What you will do => Print the line containing "of the green" and each line after it through the end, please, with nothing added.

# # # # #

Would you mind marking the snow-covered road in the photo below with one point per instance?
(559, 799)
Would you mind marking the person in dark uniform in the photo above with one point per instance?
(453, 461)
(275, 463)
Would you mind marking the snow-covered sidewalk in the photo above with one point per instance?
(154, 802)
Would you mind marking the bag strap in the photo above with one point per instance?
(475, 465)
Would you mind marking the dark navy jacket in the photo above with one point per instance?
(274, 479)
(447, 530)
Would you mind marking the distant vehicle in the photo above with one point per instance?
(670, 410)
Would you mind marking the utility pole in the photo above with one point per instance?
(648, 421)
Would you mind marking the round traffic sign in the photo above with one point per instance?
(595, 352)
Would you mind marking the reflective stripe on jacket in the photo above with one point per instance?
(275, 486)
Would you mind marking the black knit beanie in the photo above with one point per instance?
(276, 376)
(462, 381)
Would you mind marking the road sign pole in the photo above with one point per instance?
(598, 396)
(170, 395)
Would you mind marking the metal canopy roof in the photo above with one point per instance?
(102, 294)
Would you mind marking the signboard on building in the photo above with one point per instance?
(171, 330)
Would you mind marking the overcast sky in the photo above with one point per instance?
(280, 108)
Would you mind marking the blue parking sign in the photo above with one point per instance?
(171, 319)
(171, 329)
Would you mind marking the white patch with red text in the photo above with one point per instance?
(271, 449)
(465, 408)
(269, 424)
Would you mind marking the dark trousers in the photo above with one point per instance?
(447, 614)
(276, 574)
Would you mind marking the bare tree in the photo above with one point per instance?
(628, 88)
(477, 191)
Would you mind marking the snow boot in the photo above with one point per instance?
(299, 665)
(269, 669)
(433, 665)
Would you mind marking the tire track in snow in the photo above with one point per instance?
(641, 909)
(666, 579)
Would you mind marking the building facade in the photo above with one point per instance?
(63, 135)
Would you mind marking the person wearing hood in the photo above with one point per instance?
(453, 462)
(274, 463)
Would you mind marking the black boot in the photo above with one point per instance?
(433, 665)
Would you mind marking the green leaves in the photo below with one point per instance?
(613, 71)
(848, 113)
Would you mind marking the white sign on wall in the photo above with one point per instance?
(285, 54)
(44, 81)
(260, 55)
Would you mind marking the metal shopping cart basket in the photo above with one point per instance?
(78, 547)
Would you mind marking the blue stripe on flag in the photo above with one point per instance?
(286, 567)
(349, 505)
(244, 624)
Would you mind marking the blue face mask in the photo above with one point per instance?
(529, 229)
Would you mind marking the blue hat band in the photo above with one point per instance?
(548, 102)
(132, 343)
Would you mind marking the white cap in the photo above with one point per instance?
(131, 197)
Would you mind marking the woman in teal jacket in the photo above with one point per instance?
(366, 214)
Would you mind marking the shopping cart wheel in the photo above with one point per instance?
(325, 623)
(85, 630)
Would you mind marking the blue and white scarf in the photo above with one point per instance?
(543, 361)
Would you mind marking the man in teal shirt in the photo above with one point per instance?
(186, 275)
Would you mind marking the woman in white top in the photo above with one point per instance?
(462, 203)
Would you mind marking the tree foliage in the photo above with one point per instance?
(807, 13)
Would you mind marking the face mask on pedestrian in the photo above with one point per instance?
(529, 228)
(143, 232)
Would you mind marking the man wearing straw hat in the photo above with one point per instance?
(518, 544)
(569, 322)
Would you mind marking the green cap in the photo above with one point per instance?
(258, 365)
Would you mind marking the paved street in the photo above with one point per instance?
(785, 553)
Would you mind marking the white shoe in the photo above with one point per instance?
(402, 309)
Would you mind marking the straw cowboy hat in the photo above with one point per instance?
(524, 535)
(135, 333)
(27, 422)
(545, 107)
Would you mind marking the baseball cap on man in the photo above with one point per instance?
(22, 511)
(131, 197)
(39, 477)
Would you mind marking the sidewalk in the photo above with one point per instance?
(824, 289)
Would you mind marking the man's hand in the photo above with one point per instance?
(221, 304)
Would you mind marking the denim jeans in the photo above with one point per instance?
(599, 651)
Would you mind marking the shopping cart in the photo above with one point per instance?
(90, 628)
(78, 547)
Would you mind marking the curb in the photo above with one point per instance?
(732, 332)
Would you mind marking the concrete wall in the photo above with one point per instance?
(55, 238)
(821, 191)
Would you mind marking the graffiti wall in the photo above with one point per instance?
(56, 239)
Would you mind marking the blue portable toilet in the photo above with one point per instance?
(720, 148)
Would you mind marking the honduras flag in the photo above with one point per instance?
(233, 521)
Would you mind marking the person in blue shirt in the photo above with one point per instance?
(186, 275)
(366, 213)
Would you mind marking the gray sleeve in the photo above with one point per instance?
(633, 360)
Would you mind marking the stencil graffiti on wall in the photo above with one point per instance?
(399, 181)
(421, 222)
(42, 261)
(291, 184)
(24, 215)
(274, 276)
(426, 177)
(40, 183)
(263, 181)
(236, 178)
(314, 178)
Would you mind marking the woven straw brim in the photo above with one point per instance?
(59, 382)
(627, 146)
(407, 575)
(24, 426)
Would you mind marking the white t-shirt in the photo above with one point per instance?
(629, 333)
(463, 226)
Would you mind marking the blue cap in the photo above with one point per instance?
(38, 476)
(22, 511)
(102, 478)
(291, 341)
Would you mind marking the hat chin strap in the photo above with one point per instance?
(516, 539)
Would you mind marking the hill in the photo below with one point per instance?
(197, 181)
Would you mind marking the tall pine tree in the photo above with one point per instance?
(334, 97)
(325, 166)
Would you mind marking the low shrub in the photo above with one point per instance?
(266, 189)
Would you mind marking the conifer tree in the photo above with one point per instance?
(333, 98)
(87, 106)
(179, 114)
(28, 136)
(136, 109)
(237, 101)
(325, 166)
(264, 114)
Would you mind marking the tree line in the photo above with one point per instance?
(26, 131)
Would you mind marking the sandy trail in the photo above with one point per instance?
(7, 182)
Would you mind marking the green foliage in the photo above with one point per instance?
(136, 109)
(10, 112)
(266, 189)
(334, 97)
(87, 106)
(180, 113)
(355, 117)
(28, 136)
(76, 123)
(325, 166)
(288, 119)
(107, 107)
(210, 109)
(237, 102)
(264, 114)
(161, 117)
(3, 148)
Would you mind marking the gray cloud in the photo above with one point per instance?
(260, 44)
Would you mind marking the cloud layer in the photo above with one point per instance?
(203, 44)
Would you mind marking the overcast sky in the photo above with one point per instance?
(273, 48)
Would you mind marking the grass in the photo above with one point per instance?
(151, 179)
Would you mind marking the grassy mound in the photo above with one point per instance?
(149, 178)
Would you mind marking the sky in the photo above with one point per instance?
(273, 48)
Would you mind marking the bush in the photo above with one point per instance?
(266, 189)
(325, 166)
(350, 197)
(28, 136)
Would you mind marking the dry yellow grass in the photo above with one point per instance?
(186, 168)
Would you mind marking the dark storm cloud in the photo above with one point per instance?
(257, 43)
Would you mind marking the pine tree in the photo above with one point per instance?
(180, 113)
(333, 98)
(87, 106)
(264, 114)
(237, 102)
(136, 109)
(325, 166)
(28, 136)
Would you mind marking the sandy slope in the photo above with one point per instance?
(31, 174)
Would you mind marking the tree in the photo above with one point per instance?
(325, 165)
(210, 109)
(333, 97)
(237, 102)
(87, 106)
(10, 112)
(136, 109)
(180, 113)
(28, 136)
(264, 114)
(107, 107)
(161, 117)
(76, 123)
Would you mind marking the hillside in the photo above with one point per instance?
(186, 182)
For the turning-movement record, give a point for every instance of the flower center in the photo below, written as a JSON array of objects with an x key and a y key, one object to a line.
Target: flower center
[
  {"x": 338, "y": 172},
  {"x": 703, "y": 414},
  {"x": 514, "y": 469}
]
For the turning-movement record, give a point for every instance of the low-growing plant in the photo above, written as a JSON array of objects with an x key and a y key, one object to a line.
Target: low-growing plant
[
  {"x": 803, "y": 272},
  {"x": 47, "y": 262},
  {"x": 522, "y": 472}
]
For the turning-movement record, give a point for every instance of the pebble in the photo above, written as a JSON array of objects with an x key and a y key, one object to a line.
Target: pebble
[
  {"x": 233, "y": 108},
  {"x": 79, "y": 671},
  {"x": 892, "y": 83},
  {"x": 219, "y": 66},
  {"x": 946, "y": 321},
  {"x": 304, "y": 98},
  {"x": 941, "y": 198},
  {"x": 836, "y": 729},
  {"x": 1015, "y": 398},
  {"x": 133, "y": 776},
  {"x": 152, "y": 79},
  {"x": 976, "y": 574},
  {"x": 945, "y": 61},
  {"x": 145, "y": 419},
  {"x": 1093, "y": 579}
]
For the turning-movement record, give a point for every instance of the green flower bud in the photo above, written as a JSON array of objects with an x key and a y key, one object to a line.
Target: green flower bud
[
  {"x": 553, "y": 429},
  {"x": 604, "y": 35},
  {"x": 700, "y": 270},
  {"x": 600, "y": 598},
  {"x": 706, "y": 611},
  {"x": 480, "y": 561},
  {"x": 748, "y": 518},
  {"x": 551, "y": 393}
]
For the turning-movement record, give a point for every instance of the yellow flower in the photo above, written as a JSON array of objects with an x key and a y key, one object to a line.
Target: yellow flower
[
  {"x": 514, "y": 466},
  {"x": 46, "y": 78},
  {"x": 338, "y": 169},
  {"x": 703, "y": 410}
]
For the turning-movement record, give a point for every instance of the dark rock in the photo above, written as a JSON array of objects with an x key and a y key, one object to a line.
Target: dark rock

# # # # #

Task solution =>
For the turning-movement record, give a point for every instance of the green flower bud in the photo above, written as a JSON array of objects with an x key and a y key, one object to a line.
Target: green flower bud
[
  {"x": 553, "y": 429},
  {"x": 604, "y": 35},
  {"x": 700, "y": 270},
  {"x": 600, "y": 598},
  {"x": 706, "y": 611},
  {"x": 480, "y": 561},
  {"x": 748, "y": 518},
  {"x": 551, "y": 393}
]
For the turning-movement record, give a point for every instance of the yellow flower in the photo above, written as a JSON array of objects with an x key and a y key, one object to a line.
Target: yellow flower
[
  {"x": 514, "y": 466},
  {"x": 46, "y": 78},
  {"x": 338, "y": 169},
  {"x": 703, "y": 410}
]
For the turning-movement record, give a point for every instance of the dark rock in the photo above, written as a JSON array of objects with an x key and a y key, one object to a line.
Target: dark rock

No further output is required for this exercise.